[Opening THE RECORDS section]

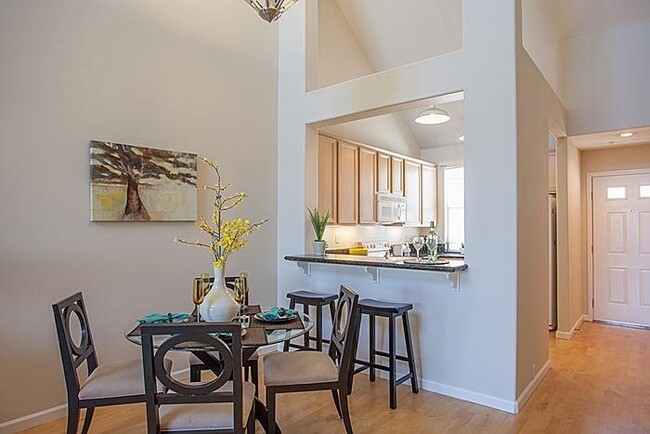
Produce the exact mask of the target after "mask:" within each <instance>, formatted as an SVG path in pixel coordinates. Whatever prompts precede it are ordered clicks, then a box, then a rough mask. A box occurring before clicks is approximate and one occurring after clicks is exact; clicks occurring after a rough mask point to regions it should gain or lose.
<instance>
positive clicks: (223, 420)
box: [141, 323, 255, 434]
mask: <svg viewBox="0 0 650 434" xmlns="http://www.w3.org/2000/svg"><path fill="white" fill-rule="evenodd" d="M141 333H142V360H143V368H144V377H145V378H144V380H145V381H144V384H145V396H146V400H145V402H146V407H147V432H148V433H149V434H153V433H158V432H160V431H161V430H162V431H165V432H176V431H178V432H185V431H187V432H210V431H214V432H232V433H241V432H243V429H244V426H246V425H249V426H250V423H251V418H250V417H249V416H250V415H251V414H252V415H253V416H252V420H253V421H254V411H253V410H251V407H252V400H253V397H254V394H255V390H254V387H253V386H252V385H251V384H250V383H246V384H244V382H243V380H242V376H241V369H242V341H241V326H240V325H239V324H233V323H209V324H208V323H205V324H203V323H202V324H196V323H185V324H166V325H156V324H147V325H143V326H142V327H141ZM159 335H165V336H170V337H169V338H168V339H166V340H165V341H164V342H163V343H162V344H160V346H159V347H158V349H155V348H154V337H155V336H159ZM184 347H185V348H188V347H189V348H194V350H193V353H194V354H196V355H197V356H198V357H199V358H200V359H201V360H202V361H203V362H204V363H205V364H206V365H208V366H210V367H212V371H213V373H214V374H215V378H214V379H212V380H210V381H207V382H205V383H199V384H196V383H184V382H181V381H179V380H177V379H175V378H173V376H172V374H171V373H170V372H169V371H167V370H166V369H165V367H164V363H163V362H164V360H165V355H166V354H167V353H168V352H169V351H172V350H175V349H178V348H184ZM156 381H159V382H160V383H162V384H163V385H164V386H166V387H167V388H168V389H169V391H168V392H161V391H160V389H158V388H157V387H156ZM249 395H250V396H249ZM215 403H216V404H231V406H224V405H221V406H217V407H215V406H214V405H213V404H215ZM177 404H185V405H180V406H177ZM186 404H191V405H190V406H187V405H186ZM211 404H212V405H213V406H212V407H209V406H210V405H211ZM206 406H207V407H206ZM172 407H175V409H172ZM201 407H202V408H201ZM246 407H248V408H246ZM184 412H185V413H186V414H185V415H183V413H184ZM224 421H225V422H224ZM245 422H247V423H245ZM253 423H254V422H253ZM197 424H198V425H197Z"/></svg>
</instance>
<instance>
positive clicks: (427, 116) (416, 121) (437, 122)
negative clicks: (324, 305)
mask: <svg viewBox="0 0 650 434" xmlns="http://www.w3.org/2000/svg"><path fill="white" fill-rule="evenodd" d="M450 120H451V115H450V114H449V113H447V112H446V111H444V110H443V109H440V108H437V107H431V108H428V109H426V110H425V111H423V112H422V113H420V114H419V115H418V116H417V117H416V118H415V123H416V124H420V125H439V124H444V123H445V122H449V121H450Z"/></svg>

[Closing THE RECORDS section]

TASK TO COMPLETE: Reproduce all of the data above with each "clicks" swapped for "taps". Change nothing else, and omit the pictures.

EXERCISE SOLUTION:
Produce the exact mask of the target after "mask:" within each <instance>, formatted as an SVG path in pixel coordinates. Whatever prompts precede it are ordered taps, then a box, then a rough mask. A box occurring before taps is approximate and one occurring after taps is exact; taps occurring after a rough mask point to regions it should gain or lose.
<instance>
positive taps: (223, 420)
box: [141, 323, 255, 434]
mask: <svg viewBox="0 0 650 434" xmlns="http://www.w3.org/2000/svg"><path fill="white" fill-rule="evenodd" d="M141 333H142V360H143V368H144V377H145V378H144V380H145V381H144V384H145V396H146V400H145V402H146V407H147V432H148V433H149V434H153V433H158V432H160V431H161V430H162V431H165V432H176V431H178V432H185V431H187V432H210V431H214V432H232V433H241V432H243V429H244V426H246V425H249V426H250V423H251V418H250V417H249V416H250V415H251V414H252V415H253V416H252V420H253V421H254V411H253V410H251V407H252V400H253V397H254V394H255V390H254V387H253V386H252V385H251V384H250V383H246V384H244V382H243V380H242V376H241V369H242V341H241V326H240V325H239V324H233V323H209V324H208V323H205V324H203V323H202V324H196V323H185V324H166V325H156V324H147V325H143V326H142V327H141ZM159 335H165V336H170V337H169V338H168V339H166V340H165V341H164V342H163V343H162V344H160V346H159V347H158V349H155V348H154V337H155V336H159ZM184 347H185V348H188V347H189V348H194V350H193V353H194V354H196V355H197V356H198V357H199V358H200V359H201V360H202V361H203V362H204V363H205V364H206V365H208V366H210V367H212V371H213V373H214V374H215V378H214V379H212V380H210V381H207V382H205V383H199V384H196V383H184V382H181V381H179V380H177V379H175V378H173V376H172V374H171V373H170V372H169V371H167V370H166V369H165V367H164V363H163V362H164V360H165V355H166V354H167V353H168V352H169V351H172V350H175V349H178V348H184ZM156 381H159V382H160V383H162V384H163V385H164V386H166V387H167V388H168V389H169V391H168V392H161V391H160V389H158V388H157V387H156ZM249 395H250V396H249ZM215 403H216V404H231V406H224V405H221V406H217V407H215V406H214V405H213V404H215ZM177 404H185V405H180V406H177ZM186 404H191V405H190V406H187V405H186ZM211 404H212V405H213V406H212V407H209V406H210V405H211ZM206 406H207V407H206ZM172 407H175V409H172ZM201 407H202V408H201ZM246 407H248V408H246ZM184 412H185V413H186V414H185V415H183V413H184ZM224 421H225V422H224ZM245 422H247V423H245ZM253 423H254V422H253ZM197 424H198V425H197Z"/></svg>
</instance>
<instance>
positive taps: (427, 116) (416, 121) (437, 122)
negative taps: (324, 305)
mask: <svg viewBox="0 0 650 434" xmlns="http://www.w3.org/2000/svg"><path fill="white" fill-rule="evenodd" d="M450 120H451V115H450V114H449V113H447V112H446V111H444V110H443V109H440V108H437V107H431V108H428V109H426V110H425V111H423V112H422V113H420V114H419V115H418V116H417V117H416V118H415V123H416V124H420V125H439V124H444V123H445V122H449V121H450Z"/></svg>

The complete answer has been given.